Please report each line of the entries below that contains the string "pink". Case counts.

--- BEGIN EXTRACTED MATERIAL ---

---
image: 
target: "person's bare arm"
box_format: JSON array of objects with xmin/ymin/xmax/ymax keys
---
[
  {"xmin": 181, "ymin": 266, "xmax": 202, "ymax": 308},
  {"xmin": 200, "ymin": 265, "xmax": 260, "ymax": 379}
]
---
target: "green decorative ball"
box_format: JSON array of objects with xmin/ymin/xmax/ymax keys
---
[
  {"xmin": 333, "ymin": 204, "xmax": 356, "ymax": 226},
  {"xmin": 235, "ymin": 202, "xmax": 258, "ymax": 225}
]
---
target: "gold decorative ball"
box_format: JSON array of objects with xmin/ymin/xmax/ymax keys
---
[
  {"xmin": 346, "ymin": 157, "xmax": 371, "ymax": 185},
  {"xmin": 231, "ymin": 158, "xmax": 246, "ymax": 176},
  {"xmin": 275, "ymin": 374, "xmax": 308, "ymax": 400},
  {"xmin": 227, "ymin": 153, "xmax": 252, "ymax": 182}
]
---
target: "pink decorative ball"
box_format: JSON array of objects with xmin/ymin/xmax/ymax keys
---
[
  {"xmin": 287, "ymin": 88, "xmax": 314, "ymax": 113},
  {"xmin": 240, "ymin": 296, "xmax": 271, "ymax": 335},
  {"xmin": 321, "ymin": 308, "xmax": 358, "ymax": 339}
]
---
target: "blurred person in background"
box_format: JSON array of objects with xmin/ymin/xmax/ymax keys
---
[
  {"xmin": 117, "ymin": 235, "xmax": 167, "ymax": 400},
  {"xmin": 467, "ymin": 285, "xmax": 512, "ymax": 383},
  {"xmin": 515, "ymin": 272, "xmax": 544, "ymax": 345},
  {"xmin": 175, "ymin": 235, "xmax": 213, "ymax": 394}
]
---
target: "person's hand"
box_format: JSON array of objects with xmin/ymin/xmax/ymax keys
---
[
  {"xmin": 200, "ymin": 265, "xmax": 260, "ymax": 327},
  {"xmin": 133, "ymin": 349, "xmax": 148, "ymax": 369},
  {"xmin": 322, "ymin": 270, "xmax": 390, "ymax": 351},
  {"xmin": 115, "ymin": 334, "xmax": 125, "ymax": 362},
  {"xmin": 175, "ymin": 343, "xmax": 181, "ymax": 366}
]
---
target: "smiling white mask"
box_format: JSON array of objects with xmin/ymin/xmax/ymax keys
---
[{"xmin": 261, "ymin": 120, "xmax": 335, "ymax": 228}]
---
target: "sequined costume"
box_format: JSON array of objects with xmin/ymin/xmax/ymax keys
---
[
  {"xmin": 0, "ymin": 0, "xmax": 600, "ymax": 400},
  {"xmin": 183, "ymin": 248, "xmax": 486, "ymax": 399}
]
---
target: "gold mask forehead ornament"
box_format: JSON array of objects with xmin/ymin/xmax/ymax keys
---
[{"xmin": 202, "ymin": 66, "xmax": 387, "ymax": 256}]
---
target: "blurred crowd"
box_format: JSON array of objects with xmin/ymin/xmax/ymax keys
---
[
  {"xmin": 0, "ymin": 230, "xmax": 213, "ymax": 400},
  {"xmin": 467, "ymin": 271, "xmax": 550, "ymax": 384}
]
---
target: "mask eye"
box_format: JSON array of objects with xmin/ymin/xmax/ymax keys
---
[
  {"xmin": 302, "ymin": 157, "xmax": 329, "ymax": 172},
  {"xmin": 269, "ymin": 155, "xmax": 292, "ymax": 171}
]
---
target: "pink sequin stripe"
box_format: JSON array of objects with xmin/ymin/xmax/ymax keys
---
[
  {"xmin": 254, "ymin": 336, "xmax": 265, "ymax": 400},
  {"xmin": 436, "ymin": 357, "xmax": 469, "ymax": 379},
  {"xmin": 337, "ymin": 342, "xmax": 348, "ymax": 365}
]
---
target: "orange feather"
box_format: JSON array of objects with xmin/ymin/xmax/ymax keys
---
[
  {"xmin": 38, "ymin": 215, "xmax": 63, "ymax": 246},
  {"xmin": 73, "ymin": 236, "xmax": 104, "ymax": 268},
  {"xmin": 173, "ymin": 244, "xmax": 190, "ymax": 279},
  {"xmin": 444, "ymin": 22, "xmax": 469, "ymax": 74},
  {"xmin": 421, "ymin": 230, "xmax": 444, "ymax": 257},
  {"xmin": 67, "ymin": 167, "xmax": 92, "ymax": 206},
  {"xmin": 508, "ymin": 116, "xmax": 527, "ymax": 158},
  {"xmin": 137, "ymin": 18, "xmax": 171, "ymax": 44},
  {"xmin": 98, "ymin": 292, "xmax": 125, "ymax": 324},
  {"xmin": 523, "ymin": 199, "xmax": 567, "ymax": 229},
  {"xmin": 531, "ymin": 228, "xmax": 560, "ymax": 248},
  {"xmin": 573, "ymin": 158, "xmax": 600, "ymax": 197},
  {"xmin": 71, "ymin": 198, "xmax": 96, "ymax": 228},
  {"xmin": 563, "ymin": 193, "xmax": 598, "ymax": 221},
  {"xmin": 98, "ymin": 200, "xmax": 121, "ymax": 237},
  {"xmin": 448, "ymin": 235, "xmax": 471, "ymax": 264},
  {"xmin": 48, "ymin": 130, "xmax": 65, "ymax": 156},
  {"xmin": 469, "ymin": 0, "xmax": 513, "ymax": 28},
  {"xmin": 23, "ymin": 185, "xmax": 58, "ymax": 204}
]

--- END EXTRACTED MATERIAL ---

◆ ANSWER BELOW
target: "pink decorative ball"
target: "pink sequin stripe"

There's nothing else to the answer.